RECORD EXCERPTS:
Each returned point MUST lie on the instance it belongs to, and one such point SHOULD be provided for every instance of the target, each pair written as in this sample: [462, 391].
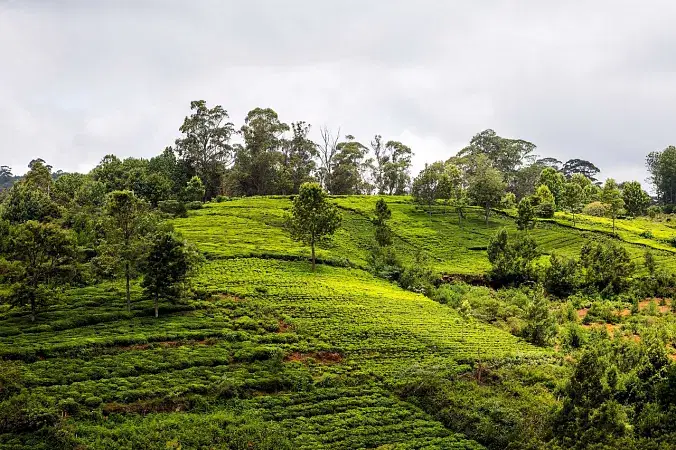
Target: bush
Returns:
[654, 211]
[546, 210]
[511, 258]
[596, 209]
[647, 235]
[193, 205]
[562, 276]
[173, 207]
[418, 276]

TASK:
The whole listing above must be set down again exactly, but without its images.

TASK OUTPUT:
Each returned point MUST lie on the instance it belongs to, and one such point SHOULD be provided for every instance of the target, each pair written as in this sample: [462, 391].
Target: bush
Returns:
[654, 211]
[546, 210]
[511, 258]
[596, 209]
[647, 235]
[193, 205]
[562, 276]
[173, 207]
[418, 276]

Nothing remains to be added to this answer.